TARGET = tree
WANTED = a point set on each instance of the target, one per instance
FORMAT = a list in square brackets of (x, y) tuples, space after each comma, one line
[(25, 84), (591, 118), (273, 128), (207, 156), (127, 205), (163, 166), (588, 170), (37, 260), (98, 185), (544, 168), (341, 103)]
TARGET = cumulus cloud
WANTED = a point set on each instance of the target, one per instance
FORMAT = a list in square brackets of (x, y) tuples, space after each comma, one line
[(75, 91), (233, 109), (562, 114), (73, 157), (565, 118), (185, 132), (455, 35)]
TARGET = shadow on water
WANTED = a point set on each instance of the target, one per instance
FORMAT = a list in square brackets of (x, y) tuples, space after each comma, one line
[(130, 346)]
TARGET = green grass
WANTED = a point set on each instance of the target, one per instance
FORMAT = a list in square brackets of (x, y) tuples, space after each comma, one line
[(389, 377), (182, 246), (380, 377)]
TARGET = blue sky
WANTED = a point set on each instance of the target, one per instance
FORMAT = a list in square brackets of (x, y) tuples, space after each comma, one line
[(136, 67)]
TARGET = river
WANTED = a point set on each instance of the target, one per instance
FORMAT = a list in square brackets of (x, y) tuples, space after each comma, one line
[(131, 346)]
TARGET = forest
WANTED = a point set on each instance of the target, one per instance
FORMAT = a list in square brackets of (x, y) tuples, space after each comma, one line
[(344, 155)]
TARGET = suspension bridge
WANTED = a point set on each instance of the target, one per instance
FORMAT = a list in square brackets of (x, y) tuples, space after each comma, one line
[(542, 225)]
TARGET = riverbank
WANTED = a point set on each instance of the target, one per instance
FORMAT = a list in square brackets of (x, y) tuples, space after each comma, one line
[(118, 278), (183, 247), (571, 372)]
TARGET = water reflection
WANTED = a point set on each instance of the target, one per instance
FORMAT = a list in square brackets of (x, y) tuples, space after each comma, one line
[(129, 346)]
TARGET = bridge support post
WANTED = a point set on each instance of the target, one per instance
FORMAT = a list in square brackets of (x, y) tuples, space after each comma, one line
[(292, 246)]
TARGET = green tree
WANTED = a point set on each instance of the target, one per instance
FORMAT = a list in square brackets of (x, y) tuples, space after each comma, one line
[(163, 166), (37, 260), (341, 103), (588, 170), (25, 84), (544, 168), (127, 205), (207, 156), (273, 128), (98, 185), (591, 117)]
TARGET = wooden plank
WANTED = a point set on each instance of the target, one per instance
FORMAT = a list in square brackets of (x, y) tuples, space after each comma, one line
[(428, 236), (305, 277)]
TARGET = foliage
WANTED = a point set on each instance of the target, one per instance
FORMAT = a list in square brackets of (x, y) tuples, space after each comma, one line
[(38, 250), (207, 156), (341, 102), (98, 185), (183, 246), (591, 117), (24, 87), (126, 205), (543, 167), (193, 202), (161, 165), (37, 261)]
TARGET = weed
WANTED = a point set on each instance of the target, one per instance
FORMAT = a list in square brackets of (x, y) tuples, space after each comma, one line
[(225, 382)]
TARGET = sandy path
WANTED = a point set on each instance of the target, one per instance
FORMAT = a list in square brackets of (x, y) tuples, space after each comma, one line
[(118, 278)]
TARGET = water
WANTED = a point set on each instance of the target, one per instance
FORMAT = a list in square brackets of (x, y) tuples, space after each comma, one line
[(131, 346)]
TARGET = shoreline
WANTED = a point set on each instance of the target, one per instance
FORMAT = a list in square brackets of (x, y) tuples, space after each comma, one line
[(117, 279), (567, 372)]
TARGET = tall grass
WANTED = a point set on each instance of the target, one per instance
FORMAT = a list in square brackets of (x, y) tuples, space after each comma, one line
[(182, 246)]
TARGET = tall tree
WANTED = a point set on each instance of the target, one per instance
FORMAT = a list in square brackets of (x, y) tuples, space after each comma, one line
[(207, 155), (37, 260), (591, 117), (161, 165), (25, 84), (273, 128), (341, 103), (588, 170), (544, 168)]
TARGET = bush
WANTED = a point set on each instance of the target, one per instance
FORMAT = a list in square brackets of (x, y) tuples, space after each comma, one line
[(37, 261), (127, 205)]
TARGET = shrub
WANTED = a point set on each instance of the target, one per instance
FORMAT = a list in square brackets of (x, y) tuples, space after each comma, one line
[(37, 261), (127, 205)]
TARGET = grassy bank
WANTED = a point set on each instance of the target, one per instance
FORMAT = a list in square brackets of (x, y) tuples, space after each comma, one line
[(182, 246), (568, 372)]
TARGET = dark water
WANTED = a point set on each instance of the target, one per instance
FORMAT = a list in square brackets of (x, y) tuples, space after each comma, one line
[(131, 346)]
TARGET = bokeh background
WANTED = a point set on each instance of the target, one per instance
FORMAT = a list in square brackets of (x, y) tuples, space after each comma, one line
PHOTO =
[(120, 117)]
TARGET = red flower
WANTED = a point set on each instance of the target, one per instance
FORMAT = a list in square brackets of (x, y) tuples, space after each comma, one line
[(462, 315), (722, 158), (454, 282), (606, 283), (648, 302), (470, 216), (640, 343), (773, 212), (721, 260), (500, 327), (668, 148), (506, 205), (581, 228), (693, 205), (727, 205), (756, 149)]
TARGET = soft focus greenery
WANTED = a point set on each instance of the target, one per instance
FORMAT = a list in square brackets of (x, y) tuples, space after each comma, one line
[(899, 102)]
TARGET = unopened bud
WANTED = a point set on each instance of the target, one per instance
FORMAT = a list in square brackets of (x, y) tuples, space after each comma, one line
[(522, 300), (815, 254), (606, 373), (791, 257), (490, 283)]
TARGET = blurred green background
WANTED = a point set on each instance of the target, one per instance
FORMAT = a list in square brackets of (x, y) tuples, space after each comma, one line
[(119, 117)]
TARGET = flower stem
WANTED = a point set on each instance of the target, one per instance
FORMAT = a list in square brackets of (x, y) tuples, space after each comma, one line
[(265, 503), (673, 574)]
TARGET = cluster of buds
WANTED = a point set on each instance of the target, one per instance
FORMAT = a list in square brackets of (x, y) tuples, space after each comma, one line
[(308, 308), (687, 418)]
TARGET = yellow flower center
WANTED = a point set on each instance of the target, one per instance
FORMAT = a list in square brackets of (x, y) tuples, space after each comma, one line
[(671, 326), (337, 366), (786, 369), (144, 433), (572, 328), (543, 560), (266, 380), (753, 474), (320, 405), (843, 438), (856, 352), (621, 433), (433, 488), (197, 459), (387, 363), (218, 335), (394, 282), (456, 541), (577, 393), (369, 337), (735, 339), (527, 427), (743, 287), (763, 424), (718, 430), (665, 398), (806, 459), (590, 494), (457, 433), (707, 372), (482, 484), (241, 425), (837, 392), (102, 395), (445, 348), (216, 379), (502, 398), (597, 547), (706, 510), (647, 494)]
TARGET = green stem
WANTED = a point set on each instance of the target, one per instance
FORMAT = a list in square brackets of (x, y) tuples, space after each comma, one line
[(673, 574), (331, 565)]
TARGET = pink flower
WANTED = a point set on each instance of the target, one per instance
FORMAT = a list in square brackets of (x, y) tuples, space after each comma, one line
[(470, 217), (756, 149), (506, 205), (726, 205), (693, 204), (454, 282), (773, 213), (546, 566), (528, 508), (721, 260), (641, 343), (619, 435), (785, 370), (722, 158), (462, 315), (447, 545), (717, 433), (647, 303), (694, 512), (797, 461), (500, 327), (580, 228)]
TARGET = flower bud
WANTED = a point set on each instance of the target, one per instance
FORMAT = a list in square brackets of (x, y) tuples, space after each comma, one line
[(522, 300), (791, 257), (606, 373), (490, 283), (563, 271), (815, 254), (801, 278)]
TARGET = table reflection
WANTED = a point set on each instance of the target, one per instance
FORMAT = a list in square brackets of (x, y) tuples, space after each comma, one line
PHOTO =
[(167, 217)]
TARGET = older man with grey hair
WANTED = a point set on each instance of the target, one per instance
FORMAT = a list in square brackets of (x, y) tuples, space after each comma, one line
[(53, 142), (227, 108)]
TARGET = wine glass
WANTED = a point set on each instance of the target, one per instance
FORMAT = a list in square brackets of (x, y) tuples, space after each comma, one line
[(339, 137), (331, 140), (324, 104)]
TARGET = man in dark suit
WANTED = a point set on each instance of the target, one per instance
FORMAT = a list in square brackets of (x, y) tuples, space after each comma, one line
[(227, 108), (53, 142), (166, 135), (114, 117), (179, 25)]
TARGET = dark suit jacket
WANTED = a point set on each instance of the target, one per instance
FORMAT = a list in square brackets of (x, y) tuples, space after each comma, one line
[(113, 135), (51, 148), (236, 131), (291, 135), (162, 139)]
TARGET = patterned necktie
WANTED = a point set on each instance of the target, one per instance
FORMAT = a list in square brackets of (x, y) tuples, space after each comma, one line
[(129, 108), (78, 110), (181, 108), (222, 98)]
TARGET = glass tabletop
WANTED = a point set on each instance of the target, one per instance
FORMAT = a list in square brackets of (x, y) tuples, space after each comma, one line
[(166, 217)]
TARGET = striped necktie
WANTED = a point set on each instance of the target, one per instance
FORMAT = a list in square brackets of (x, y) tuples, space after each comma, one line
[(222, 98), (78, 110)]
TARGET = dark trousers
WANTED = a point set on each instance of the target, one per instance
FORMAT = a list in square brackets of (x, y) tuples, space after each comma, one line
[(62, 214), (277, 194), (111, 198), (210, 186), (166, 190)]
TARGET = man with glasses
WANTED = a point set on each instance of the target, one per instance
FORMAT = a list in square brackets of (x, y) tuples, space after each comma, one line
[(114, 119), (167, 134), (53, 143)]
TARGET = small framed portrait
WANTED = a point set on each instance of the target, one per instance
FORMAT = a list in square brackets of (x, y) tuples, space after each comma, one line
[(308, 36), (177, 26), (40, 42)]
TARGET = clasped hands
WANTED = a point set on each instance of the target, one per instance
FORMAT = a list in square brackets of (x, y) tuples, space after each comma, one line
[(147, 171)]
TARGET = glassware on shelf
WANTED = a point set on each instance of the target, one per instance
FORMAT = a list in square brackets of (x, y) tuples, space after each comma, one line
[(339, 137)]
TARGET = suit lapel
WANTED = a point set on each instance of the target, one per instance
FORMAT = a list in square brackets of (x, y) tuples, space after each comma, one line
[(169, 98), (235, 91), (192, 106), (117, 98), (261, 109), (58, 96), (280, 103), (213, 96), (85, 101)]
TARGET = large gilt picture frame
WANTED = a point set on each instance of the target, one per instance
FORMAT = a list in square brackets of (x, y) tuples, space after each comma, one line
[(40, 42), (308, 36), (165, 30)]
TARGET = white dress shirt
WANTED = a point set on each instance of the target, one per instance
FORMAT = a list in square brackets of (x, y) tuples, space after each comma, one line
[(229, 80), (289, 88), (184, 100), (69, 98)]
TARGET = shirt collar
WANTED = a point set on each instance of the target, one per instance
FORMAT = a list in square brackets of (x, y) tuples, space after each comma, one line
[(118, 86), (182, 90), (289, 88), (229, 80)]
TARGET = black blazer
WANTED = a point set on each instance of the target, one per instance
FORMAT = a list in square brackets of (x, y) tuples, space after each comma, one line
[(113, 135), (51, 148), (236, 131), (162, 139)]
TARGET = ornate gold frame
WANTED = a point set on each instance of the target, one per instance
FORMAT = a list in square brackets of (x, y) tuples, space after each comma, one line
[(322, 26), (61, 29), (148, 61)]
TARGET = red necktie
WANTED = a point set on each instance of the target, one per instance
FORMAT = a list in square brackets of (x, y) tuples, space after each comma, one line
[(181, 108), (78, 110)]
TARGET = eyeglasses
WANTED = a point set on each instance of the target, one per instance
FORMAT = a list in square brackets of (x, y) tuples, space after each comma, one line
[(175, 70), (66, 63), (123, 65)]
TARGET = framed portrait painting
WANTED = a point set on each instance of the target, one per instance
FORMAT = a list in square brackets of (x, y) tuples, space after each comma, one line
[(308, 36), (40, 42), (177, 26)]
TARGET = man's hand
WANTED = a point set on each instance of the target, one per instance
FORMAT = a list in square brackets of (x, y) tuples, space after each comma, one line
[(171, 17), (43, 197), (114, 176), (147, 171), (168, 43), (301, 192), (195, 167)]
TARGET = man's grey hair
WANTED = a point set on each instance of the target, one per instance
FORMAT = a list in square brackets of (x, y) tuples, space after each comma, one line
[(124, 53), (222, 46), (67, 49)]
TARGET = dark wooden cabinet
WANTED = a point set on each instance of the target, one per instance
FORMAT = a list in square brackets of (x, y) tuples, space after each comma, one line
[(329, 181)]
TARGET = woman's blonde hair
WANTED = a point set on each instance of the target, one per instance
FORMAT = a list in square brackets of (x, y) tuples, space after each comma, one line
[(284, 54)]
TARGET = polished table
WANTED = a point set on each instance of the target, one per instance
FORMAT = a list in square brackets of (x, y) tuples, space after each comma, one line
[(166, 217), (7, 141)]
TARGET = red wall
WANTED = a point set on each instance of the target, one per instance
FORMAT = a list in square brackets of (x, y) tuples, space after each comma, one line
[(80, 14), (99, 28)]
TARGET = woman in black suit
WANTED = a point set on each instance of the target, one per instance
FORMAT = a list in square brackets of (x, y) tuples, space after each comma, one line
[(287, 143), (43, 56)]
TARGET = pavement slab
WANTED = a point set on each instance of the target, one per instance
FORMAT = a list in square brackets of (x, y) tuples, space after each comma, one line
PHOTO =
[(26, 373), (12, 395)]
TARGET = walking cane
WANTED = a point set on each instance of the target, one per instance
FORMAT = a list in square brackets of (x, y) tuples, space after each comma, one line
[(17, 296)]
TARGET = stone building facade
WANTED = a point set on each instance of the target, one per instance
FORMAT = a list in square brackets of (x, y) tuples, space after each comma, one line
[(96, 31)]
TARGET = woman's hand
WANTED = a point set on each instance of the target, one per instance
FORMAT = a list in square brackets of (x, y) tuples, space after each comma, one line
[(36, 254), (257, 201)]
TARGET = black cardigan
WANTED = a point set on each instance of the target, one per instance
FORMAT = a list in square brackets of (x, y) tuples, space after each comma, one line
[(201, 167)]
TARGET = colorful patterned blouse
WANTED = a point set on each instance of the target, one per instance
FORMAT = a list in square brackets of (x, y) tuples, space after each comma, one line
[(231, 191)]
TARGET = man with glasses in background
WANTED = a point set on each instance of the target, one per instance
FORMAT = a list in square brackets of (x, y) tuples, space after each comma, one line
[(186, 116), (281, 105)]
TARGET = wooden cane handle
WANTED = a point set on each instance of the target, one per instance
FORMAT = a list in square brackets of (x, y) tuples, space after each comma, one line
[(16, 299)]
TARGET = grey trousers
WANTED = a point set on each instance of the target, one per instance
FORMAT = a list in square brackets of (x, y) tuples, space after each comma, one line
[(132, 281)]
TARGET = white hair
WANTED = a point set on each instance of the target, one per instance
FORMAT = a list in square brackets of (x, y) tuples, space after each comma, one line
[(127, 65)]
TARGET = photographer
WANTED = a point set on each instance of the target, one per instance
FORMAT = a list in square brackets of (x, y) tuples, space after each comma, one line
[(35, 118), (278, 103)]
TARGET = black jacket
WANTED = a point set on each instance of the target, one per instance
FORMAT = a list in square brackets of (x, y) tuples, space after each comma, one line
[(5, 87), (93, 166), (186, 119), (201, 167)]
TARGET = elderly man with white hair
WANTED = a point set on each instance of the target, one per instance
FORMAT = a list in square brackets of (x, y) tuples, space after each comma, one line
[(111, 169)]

* **Problem**
A line counts if it holds the word "background". Work out how many lines in the listing count, and give only that number.

* **Answer space**
3